The data
■ ■ ■ ■ ■
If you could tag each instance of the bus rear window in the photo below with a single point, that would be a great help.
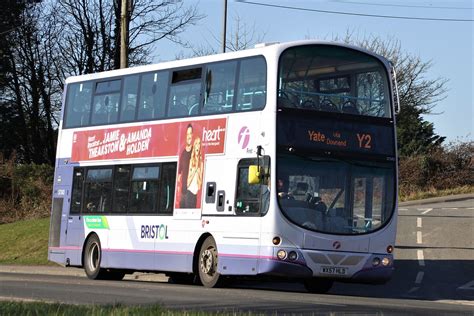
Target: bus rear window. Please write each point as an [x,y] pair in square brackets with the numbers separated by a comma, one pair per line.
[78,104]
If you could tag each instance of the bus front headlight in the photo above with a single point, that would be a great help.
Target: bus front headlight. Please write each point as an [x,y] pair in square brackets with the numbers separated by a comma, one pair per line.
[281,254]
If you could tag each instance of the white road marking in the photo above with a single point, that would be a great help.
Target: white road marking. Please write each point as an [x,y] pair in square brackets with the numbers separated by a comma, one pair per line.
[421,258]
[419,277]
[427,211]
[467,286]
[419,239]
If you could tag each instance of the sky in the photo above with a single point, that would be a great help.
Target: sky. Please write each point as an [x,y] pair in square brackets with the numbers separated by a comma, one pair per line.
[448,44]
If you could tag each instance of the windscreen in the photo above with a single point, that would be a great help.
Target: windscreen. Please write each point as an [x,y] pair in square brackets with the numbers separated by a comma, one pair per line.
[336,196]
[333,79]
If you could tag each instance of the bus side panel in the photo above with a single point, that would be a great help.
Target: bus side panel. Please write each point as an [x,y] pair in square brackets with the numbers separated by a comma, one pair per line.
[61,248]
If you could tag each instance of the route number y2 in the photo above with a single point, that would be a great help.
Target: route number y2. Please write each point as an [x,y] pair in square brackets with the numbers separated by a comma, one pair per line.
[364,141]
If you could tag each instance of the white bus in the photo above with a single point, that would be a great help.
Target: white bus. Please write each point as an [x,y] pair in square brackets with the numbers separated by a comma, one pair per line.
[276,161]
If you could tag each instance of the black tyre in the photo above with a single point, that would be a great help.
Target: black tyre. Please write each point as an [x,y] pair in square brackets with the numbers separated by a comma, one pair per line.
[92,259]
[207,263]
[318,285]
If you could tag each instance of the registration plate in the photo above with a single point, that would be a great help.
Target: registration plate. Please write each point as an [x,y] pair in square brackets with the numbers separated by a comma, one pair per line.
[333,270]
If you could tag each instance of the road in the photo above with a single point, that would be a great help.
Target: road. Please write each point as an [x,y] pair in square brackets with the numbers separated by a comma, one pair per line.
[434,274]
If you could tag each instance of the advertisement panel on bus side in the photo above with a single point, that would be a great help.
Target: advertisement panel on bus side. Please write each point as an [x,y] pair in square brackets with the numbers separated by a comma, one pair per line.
■ ■ ■ ■ ■
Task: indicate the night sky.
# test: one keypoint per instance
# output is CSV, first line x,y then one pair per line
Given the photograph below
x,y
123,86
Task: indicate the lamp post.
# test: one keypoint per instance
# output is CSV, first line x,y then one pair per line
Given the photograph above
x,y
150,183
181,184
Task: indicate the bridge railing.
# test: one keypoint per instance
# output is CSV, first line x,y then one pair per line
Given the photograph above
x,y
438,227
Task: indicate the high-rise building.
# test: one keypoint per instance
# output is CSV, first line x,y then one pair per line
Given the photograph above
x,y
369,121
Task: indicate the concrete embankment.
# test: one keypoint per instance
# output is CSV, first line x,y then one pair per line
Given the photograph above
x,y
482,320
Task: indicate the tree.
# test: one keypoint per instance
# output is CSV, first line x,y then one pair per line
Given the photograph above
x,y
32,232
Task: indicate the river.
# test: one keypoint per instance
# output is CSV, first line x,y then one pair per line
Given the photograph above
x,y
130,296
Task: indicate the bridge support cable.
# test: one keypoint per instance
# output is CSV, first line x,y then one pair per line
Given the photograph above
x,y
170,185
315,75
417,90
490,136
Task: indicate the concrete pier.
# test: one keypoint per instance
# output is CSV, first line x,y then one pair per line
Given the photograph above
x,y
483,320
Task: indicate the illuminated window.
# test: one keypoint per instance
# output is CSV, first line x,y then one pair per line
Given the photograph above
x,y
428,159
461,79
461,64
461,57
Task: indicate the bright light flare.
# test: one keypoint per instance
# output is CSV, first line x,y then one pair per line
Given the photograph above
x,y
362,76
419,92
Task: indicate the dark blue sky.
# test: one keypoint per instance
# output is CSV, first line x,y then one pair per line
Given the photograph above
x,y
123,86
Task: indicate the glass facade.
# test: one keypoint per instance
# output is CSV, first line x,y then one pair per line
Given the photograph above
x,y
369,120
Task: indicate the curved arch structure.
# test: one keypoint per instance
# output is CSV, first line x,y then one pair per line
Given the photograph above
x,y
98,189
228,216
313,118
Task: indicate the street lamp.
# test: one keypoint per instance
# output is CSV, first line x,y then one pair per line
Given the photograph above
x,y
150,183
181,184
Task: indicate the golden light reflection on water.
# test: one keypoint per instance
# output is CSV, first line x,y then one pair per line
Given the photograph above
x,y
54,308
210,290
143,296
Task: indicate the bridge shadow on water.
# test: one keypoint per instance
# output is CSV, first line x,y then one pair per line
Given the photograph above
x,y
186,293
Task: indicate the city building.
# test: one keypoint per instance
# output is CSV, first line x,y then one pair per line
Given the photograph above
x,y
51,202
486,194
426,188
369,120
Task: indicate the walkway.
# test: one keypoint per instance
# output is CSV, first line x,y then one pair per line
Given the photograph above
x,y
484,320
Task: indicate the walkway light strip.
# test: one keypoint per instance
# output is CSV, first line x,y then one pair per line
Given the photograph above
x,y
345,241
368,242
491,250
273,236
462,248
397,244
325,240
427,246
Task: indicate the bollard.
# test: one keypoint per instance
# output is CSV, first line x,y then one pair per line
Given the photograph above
■ ■ ■ ■ ■
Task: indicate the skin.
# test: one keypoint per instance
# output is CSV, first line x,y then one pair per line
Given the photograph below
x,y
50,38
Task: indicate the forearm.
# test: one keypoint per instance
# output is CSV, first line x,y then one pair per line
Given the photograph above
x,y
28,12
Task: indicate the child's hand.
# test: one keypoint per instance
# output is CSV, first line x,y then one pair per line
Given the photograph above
■ ■ ■ ■ ■
Exercise aim
Reproduce every line of the material above that has the string "concrete".

Response box
Task: indicate the concrete embankment.
Task: indicate the concrete pier.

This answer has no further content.